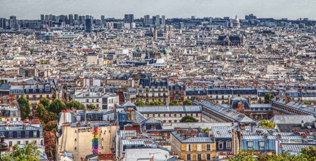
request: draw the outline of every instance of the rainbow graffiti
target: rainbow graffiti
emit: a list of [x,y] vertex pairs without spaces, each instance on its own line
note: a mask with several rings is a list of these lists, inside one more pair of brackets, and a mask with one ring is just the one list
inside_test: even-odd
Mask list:
[[99,153],[99,127],[94,127],[92,129],[92,153]]

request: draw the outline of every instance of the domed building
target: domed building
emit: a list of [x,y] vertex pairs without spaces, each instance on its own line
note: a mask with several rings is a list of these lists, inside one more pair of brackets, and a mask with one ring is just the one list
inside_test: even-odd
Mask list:
[[237,15],[234,20],[234,21],[233,22],[233,27],[237,28],[239,28],[240,27],[240,22],[239,22],[239,20],[237,18]]

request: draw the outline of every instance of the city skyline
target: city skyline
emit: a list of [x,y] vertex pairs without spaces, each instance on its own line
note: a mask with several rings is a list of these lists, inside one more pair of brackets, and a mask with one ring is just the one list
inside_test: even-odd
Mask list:
[[[57,15],[78,14],[88,14],[98,19],[101,15],[105,15],[106,18],[123,18],[125,14],[133,14],[135,19],[143,18],[144,15],[166,15],[166,18],[186,18],[193,15],[201,18],[210,16],[229,16],[234,18],[237,14],[238,17],[243,19],[245,15],[253,14],[258,18],[316,19],[313,9],[313,6],[316,5],[316,1],[307,0],[299,2],[283,0],[276,2],[272,0],[264,2],[253,1],[202,0],[169,2],[162,0],[152,2],[136,0],[125,2],[120,0],[112,2],[97,0],[93,3],[88,3],[84,0],[57,0],[53,2],[14,0],[5,1],[3,3],[3,9],[0,10],[0,17],[9,17],[10,15],[15,15],[19,20],[38,20],[40,19],[40,15],[42,14]],[[73,7],[70,8],[70,5]],[[38,6],[42,7],[38,8]],[[150,7],[150,6],[155,7]],[[200,8],[198,12],[197,12],[196,9],[192,9],[197,8]],[[23,9],[21,10],[21,8]]]

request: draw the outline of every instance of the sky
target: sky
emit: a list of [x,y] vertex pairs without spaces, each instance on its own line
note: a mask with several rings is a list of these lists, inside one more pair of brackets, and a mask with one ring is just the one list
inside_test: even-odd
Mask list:
[[258,18],[316,20],[315,0],[0,0],[0,17],[40,19],[40,15],[78,14],[94,18],[165,15],[166,18],[206,17],[240,19],[252,14]]

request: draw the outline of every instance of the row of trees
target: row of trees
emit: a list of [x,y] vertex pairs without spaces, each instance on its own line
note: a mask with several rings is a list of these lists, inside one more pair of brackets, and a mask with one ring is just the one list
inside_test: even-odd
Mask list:
[[314,161],[316,160],[316,148],[309,146],[301,150],[301,154],[297,155],[290,155],[288,152],[275,154],[259,155],[257,157],[253,156],[254,150],[242,151],[230,161]]
[[[186,99],[183,102],[179,103],[176,100],[173,100],[169,103],[169,105],[191,105],[192,104],[192,102],[189,99]],[[152,101],[149,102],[148,105],[149,106],[161,106],[162,103],[158,101]],[[136,102],[135,105],[137,106],[145,106],[146,104],[143,101],[138,101]]]

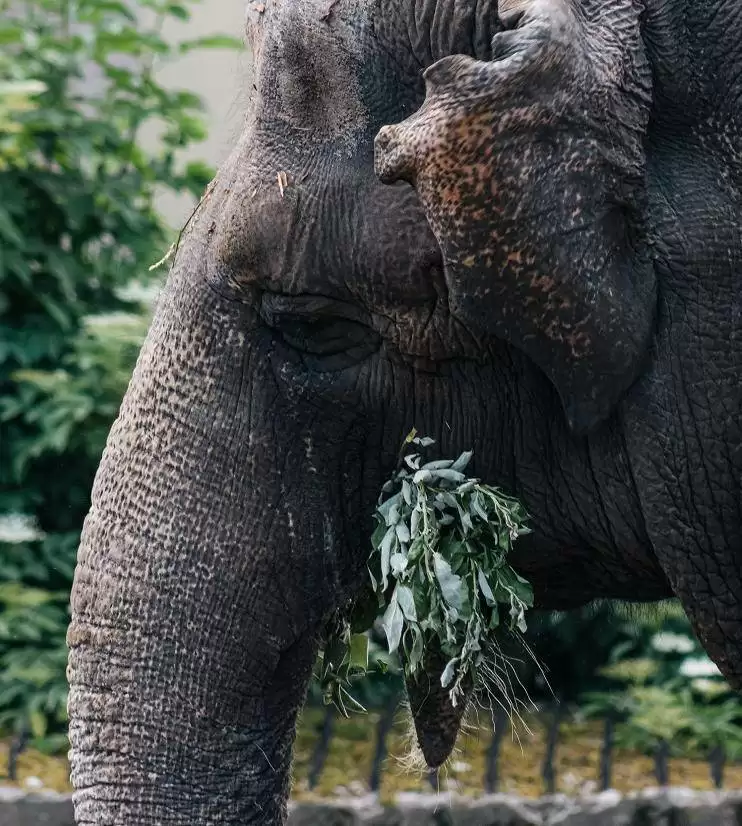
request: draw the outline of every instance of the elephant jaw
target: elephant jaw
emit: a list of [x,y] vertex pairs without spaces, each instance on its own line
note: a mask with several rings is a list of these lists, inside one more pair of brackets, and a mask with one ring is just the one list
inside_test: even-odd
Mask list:
[[441,685],[445,665],[446,657],[441,652],[430,651],[424,669],[414,678],[405,679],[417,742],[432,769],[442,766],[451,756],[473,692],[471,682],[465,684],[463,696],[453,705],[449,688]]

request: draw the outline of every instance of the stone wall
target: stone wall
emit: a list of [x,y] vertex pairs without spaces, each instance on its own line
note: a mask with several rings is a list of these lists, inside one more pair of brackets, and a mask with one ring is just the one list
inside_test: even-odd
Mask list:
[[[74,826],[72,804],[64,795],[0,787],[0,826]],[[386,809],[371,797],[292,804],[289,826],[742,826],[742,792],[668,789],[541,800],[405,794]]]

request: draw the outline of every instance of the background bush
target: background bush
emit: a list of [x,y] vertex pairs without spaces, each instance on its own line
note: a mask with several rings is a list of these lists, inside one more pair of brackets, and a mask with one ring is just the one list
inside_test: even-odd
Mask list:
[[158,85],[155,62],[241,44],[168,44],[163,23],[188,19],[187,2],[0,12],[0,729],[52,747],[80,528],[146,331],[148,265],[173,241],[155,196],[198,197],[213,176],[179,167],[206,134],[201,101]]

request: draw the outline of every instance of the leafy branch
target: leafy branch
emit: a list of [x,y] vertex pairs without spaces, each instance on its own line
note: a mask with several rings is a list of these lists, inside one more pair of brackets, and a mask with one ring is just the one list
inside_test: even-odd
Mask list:
[[467,676],[476,681],[488,637],[503,624],[524,632],[533,606],[533,589],[508,563],[512,543],[529,532],[521,503],[466,476],[472,451],[423,463],[419,452],[404,455],[410,444],[427,448],[434,440],[416,431],[405,440],[376,509],[370,593],[328,628],[320,679],[326,702],[344,714],[351,678],[367,665],[353,632],[369,628],[379,613],[389,652],[402,654],[406,676],[423,668],[429,647],[443,652],[441,685],[456,705]]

SET EXERCISE: Pick out each line of the material that contains the word "rainbow".

OUTPUT FOR THIS TASK:
request: draw the outline of every instance of the rainbow graffiti
target: rainbow graffiti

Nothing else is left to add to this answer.